» Exercise passage:
---------------

- Education: University of Cape Town University of the Witwatersrand
- Known for: artificial larynx
- Scientific career
- Fields: Electrical Engineering Biomedical Engineering
- Workplaces: University of the Witwatersrand University of Johannesburg
- Thesis: Towards speech recognition using palato-lingual contact patterns for voice restoration (2011)
- Doctoral advisors: David Rubin Tshilidzi Marwala Brian Wigdorowitz

= Megan Jill Russell =

Biomedical engineer who designed an artificial larynx

Megan Jill Russell is a biomedical and electrical engineer based in Johannesburg, South Africa. She is popularly known for inventing an artificial larynx which was featured by MIT Technology Review, but perhaps more importantly, she is involved in the development of methods of computer-assisted detection of tuberculosis.

== Education ==
Russell was born into a scientific family. Her father and two brothers are engineers and her mother a chemist. She was given further inspiration to study in the sciences when she received a hand-written letter from James Watson (of DNA fame) in her final year at school. She studied at the University of Cape Town and completed her BSc in Electrical Engineering followed by an MSc in Biomedical engineering in 2007. Her masters project involved the development an automated microscope with a built-in digital camera to assist in the detection of tuberculosis (TB). She completed her PhD in biomedical engineering at the University of the Witwatersrand in 2011.

---------------

» Record extracts:
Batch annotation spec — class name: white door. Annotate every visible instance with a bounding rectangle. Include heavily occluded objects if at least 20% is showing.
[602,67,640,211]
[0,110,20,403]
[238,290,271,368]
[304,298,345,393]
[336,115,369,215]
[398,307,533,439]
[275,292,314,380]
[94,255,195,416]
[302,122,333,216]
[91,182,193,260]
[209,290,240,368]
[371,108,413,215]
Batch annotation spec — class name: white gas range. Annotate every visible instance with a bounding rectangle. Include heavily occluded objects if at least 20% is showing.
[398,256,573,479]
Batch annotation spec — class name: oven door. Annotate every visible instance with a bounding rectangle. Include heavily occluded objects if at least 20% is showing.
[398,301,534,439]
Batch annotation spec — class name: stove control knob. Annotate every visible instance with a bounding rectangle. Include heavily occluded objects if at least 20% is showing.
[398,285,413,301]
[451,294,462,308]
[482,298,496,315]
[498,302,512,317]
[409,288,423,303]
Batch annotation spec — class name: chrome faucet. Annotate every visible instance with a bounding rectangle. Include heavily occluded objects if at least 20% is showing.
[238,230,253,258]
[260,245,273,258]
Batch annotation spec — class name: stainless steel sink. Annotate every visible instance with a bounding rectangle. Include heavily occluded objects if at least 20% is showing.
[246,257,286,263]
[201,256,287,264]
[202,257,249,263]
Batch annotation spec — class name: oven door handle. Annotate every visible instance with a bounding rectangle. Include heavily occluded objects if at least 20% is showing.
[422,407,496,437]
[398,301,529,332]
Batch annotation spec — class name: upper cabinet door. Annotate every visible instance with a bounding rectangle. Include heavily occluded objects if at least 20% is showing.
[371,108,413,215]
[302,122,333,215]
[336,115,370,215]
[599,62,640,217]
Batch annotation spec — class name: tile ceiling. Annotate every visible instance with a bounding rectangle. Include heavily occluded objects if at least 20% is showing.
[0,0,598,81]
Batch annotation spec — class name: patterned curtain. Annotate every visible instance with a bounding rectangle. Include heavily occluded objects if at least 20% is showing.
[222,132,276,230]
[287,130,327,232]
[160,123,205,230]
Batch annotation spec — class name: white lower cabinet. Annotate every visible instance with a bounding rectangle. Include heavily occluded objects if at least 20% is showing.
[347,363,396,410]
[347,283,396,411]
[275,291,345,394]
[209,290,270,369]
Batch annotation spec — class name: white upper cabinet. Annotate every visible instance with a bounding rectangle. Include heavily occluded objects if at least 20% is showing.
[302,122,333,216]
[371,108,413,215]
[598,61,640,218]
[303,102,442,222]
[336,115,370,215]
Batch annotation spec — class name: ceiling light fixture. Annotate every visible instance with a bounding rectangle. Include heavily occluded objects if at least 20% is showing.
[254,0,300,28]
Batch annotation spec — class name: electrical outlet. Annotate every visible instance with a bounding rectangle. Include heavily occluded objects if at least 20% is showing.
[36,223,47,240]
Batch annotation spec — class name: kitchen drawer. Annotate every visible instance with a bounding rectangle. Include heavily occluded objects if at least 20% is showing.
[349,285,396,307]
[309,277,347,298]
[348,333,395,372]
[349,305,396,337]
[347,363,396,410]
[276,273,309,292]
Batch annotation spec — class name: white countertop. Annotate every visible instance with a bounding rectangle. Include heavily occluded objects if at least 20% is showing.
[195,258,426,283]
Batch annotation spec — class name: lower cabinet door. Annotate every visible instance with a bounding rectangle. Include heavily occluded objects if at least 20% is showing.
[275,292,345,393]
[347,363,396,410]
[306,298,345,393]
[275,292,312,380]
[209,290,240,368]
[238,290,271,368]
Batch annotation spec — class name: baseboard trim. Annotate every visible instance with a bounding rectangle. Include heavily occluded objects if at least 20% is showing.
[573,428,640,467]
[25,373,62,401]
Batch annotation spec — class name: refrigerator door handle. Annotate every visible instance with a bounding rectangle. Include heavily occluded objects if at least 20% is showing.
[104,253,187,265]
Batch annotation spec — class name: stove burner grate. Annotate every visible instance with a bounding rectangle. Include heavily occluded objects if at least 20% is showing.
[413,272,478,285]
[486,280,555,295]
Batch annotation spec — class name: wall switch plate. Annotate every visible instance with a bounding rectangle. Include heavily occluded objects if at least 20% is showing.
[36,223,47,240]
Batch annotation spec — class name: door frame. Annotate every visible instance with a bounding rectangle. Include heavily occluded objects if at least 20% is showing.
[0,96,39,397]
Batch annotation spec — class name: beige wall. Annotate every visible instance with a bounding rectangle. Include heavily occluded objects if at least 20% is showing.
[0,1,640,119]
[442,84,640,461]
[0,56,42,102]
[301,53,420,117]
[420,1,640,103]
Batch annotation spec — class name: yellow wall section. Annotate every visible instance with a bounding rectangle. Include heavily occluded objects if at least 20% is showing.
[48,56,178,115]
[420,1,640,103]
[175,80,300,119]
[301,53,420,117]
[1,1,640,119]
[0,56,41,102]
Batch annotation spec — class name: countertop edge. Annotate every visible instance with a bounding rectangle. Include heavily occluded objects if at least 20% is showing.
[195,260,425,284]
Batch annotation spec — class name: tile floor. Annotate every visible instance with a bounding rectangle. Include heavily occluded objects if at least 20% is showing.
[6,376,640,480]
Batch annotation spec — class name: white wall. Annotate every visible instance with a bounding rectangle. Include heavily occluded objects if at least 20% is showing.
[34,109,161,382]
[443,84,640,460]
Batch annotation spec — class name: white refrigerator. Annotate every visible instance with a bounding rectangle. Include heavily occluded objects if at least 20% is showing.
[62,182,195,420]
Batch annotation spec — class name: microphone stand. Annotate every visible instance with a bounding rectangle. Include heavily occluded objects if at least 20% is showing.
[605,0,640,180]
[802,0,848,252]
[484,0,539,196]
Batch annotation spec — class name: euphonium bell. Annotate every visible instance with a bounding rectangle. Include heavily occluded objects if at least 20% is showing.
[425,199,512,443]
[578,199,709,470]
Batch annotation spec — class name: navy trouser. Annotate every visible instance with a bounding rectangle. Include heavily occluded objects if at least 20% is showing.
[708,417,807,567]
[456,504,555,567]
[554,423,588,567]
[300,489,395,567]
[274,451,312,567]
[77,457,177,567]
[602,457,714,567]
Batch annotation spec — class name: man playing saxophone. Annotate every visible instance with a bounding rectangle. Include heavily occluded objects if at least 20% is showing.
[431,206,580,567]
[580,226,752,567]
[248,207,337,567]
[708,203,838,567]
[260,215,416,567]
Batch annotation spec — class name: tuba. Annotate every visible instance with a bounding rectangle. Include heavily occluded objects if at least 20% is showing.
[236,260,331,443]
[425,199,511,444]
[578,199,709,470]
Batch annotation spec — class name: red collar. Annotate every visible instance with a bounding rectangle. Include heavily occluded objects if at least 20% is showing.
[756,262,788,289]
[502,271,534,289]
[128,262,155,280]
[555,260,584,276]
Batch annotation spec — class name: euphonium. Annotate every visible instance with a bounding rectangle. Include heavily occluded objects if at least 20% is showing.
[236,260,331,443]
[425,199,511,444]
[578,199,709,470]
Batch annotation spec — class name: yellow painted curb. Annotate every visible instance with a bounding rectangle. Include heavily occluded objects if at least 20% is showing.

---------------

» Exercise directions: Pick up the Megan Jill Russell biography after its last sentence and write the next part. The data has nothing to do with what is asked here.

» Task answer:
From 2012 she has lectured at the faculty of engineering and the built environment of the University of Johannesburg and was an ambassador of their Women in Engineering and the Built Environment project. One of her first post-graduate projects was a mobile laboratory allowing for the testing for TB, CD4 counts (for HIV) and blood-glucose levels (for diabetes).

== Tuberculosis detection ==
Tuberculosis can be detected by lung x-rays but requires skilled interpretation of the x-rays. Computer assisted detection (CAD) can assist where there is a shortage of skilled x-ray interpreters. Russel was involved in the development of a CAD system at the University of the Witwatersrand using a mathematical modelling technique called autoregressive-moving-average.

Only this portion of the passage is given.